(Material provided)

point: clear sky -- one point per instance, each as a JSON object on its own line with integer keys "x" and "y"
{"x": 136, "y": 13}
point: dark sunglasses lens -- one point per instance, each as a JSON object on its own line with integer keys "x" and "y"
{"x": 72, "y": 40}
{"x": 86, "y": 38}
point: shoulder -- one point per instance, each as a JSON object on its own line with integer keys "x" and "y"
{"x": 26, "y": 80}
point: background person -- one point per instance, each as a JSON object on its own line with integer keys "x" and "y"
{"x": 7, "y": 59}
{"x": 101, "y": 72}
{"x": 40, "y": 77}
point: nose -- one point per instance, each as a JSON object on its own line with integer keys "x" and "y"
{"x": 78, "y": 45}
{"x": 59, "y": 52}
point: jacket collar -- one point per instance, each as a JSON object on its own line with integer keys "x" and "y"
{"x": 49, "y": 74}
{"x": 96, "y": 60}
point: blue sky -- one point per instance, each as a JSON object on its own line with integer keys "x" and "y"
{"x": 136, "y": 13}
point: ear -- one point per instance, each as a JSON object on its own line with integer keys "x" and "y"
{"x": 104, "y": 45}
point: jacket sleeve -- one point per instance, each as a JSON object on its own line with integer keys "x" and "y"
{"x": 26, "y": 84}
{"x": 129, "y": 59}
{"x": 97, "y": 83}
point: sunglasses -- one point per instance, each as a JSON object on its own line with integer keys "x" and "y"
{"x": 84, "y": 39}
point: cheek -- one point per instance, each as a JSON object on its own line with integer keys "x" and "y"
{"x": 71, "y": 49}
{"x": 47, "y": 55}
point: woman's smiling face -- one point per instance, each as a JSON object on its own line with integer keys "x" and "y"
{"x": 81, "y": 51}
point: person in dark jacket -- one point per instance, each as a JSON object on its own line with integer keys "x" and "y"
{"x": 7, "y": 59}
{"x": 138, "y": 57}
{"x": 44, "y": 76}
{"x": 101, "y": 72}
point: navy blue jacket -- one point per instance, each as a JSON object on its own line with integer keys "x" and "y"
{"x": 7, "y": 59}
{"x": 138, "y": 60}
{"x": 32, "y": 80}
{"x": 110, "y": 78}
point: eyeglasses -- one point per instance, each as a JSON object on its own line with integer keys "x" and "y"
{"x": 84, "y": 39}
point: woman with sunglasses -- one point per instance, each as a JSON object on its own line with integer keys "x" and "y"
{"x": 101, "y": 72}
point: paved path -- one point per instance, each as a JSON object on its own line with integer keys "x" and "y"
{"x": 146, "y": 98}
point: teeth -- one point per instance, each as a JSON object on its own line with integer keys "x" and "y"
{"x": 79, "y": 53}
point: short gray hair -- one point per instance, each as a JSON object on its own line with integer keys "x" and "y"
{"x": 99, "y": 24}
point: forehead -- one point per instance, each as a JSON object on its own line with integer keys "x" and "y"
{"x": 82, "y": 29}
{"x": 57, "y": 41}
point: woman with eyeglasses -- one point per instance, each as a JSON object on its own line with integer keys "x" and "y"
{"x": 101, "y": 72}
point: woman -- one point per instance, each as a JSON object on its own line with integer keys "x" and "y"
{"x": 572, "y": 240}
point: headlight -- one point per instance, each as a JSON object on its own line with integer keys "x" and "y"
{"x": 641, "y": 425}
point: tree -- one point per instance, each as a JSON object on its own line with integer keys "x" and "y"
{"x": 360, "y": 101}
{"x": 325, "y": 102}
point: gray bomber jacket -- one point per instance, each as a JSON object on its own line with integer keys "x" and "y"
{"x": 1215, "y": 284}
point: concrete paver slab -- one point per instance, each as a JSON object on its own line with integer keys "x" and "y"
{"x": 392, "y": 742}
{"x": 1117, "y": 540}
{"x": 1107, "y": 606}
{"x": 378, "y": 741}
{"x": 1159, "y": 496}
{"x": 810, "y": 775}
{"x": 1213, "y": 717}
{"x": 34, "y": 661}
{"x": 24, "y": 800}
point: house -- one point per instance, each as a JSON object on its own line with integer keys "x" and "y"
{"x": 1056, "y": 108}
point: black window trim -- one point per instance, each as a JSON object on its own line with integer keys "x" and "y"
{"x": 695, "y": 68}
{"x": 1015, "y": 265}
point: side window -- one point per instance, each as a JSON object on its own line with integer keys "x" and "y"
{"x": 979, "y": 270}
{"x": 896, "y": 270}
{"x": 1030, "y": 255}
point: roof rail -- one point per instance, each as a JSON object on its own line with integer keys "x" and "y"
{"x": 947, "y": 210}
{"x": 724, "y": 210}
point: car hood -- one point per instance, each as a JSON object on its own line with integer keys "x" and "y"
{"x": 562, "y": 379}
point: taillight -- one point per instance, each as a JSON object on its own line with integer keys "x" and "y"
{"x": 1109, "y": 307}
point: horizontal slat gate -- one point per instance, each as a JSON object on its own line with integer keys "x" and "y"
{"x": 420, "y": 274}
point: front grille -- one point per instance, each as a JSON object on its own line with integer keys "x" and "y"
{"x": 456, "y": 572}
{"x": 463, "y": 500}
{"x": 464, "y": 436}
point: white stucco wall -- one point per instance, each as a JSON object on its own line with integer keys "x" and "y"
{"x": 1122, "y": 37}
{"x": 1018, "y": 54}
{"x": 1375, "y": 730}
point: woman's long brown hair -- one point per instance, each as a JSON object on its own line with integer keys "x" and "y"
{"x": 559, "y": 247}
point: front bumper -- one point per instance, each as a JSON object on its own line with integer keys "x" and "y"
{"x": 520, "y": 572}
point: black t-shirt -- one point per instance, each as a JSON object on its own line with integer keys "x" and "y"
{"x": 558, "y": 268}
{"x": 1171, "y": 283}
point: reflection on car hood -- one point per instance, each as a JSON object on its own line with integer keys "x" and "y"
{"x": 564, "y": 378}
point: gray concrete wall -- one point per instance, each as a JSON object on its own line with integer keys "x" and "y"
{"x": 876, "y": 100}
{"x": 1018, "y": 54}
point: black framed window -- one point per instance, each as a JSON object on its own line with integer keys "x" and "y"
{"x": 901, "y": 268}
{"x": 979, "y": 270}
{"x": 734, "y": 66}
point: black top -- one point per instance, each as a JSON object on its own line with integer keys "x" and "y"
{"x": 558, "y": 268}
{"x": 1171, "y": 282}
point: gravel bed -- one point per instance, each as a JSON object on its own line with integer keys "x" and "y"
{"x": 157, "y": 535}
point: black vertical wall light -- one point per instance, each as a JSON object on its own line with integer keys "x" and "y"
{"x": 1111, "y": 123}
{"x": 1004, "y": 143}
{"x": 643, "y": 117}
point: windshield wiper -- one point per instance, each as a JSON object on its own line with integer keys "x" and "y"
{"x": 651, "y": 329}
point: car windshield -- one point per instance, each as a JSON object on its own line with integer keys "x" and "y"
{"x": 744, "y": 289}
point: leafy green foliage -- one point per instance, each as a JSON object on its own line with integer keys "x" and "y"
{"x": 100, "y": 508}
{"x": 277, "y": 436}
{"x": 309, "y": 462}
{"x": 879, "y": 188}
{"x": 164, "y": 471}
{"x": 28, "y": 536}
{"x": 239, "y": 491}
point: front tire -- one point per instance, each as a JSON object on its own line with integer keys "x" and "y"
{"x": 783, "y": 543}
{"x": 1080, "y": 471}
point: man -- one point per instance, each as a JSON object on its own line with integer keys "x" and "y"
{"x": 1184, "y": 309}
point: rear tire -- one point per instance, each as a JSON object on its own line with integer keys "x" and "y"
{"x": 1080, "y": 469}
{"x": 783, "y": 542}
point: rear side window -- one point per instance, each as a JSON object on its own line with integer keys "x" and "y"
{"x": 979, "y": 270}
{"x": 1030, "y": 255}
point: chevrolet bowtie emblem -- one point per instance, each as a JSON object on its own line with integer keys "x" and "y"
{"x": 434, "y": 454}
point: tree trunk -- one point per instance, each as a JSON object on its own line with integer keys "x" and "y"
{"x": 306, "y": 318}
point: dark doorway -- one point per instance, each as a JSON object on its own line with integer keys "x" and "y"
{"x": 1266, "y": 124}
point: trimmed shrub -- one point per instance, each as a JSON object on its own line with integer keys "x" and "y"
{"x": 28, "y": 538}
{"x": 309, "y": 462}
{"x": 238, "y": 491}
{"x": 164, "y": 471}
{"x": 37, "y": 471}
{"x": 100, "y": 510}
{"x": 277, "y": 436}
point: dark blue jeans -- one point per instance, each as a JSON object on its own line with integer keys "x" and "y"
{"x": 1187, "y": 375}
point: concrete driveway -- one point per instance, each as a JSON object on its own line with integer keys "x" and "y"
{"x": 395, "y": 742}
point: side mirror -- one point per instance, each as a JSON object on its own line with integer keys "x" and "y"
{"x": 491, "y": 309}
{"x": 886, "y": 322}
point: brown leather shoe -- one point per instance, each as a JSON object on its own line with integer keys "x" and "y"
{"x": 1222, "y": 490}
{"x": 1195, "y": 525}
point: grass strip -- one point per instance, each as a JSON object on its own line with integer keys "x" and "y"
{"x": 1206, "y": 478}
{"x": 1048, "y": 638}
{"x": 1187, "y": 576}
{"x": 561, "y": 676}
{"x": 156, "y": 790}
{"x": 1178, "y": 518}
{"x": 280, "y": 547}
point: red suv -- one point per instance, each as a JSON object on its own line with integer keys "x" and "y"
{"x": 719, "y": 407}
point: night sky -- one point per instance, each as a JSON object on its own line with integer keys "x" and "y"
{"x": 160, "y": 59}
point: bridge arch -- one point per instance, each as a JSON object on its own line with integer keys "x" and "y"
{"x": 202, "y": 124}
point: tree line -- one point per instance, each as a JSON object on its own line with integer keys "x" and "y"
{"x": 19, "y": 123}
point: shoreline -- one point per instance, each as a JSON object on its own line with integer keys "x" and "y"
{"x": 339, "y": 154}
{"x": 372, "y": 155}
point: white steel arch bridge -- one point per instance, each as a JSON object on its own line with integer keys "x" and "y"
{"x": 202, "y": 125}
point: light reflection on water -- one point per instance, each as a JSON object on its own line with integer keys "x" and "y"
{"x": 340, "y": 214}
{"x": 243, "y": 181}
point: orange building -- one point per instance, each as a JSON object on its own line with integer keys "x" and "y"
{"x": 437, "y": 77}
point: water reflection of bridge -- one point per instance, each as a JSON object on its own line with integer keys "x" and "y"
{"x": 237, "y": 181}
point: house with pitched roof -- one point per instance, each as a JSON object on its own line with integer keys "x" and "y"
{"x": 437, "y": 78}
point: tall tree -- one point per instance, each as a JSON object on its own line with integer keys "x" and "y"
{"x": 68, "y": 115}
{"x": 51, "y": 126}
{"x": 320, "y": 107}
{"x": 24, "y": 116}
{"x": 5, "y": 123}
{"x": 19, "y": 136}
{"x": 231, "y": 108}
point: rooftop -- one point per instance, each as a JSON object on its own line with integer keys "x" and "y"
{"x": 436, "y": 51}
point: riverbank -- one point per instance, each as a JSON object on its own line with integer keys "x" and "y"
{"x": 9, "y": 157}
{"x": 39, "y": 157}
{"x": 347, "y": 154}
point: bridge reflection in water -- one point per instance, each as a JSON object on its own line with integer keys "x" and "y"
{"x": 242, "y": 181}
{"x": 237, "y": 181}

(End Material provided)

Action item
Set down only the line containing "point: house with" and the lines after it through the end, exactly as they appear above.

Exercise result
point: house with pitched roof -- one point per instance, each as a JSON object on its own line with integer keys "x" and "y"
{"x": 437, "y": 78}
point: tall tree -- one point per instance, each as a JSON object on its own line with integer keys "x" and "y"
{"x": 68, "y": 115}
{"x": 51, "y": 126}
{"x": 320, "y": 107}
{"x": 24, "y": 116}
{"x": 5, "y": 123}
{"x": 19, "y": 136}
{"x": 231, "y": 108}
point: rooftop -- one point per instance, each as a JSON object on its own line with integer keys "x" and "y"
{"x": 436, "y": 51}
point: riverbank -- one point per instance, each as a JSON object on its own line with integer keys "x" and "y"
{"x": 9, "y": 157}
{"x": 39, "y": 157}
{"x": 347, "y": 154}
point: bridge reflection in water -- one point per instance, each as a JSON object on its own line with integer keys "x" and "y"
{"x": 242, "y": 181}
{"x": 237, "y": 181}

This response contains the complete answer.